[Items listed in a dataset]
=== Section Start ===

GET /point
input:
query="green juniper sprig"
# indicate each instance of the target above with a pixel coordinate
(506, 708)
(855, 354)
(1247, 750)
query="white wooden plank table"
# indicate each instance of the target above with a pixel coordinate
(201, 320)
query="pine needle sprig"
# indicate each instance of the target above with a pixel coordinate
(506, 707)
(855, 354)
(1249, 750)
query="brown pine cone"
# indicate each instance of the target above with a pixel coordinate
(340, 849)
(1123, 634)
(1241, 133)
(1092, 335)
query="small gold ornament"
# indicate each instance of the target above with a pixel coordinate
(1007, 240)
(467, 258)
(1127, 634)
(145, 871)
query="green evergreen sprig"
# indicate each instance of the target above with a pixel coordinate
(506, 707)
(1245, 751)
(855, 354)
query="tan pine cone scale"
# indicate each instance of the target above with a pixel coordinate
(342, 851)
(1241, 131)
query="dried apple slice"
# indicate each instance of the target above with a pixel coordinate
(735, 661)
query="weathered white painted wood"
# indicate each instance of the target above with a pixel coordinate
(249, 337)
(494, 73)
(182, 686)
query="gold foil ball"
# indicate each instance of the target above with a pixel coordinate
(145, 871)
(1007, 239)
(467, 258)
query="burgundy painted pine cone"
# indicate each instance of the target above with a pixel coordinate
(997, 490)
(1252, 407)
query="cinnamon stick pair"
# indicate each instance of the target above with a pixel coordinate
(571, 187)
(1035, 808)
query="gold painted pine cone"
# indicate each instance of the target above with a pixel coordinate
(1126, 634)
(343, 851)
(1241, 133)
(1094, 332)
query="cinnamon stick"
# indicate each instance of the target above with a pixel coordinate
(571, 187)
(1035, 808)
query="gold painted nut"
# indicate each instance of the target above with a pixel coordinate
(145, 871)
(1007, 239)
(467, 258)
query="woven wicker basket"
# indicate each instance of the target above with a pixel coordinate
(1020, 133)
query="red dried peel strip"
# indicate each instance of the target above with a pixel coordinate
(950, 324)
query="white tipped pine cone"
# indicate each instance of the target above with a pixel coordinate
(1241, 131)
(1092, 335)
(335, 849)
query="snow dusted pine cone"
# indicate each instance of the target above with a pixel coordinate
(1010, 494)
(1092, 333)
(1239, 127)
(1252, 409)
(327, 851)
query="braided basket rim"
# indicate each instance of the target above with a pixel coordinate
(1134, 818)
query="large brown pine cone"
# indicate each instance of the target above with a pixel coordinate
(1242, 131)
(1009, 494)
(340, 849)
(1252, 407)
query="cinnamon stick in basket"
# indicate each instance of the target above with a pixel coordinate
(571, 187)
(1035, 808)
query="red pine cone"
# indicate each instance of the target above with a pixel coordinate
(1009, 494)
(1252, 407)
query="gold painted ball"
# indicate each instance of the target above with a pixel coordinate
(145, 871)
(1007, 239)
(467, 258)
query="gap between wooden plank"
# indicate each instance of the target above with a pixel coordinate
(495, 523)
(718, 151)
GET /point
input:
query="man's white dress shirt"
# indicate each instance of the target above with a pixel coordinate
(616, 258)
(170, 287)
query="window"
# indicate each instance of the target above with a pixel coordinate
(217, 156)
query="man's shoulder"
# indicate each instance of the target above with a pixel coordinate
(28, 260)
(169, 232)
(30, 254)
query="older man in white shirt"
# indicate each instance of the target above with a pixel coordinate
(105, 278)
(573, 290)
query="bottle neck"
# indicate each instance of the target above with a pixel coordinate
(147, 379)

=== Section End ===

**WHAT THE TASK REQUIRES:**
Go through the data above and copy all of it exactly.

**ANSWER SECTION:**
GET /point
input:
query="green juniper sprig"
# indicate each instance of the target above with a pixel coordinate
(506, 708)
(855, 354)
(1247, 750)
query="white wooden plank table"
# indicate each instance of the target above with a pixel coordinate
(201, 320)
query="pine needle sprig"
# indicate each instance of the target above with a pixel coordinate
(506, 707)
(855, 354)
(1249, 750)
query="brown pine cone"
# indicate each instance of the target above with a pixel coordinate
(340, 849)
(1123, 634)
(1241, 133)
(1092, 335)
query="small gold ornament"
# indicate each instance of the target above with a pixel coordinate
(1007, 240)
(467, 258)
(1127, 634)
(145, 871)
query="green evergreen sprig"
# indicate each instance of the target above with a pixel coordinate
(506, 707)
(1245, 751)
(855, 354)
query="tan pine cone scale"
# indicate each instance of the target above with a pixel coordinate
(342, 851)
(1241, 131)
query="dried apple slice"
# indicate each instance of the target above with a pixel coordinate
(735, 661)
query="weathered white painted wood"
# indicate each instance of the target above with a pixel coordinate
(249, 337)
(494, 73)
(182, 686)
query="gold foil ball"
# indicate each instance of the target above with a pixel coordinate
(145, 871)
(1007, 239)
(467, 258)
query="burgundy painted pine cone"
# indicate each instance of the target above with a pixel coordinate
(997, 490)
(1252, 407)
query="cinnamon stick pair"
# indicate each instance of the target above with a pixel coordinate
(571, 187)
(1035, 808)
query="gold painted pine cone"
# indicate each instance of the target above with a pixel coordinate
(1126, 634)
(343, 851)
(1241, 133)
(1094, 332)
query="cinnamon stick"
# indicate each instance of the target above with a pixel coordinate
(571, 187)
(1035, 808)
query="gold painted nut"
# indicate each instance of the target above with a pixel coordinate
(145, 871)
(1007, 239)
(467, 258)
query="woven wicker basket"
# indicate each instance of the target above with a pixel coordinate
(1020, 133)
query="red dried peel strip"
# indicate each instance of the target above with a pixel coordinate
(950, 324)
query="white tipped pine cone"
# indicate each instance of the target above with a pixel coordinate
(1241, 131)
(1092, 335)
(335, 849)
query="snow dusted pine cone"
# indicate each instance of the target above with a pixel coordinate
(1010, 494)
(1092, 333)
(1239, 127)
(1252, 409)
(327, 851)
query="braided basket rim"
# indicate each instance of the target above with a pixel coordinate
(1134, 818)
query="large brown pine cone"
# indicate each instance of the target above with a pixel coordinate
(1242, 131)
(1009, 494)
(340, 849)
(1252, 407)
query="cinnamon stick in basket"
# indicate each instance of the target above with a pixel coordinate
(571, 187)
(1035, 808)
query="red pine cone"
# indicate each instance of the target above with a pixel coordinate
(1009, 494)
(1252, 407)
query="gold painted ball"
# indicate each instance of the target above with a pixel coordinate
(145, 871)
(1007, 239)
(467, 258)
query="gap between wooden plank"
# indicate each instance of the target above with a pixel coordinate
(495, 523)
(718, 151)
GET /point
input:
query="man's white dress shirt"
# indicate each instance of the target above with a pixel coordinate
(616, 258)
(170, 287)
query="window"
# indicate each instance of the target above with a pixel coordinate
(217, 156)
query="man's shoulder"
# indicate each instance of the target above with a pixel coordinate
(28, 260)
(169, 232)
(30, 254)
query="older man in white shirt"
# indicate each instance of the target above with a pixel coordinate
(105, 278)
(573, 290)
query="bottle neck"
# indicate each instance of the target above with a pixel coordinate
(147, 379)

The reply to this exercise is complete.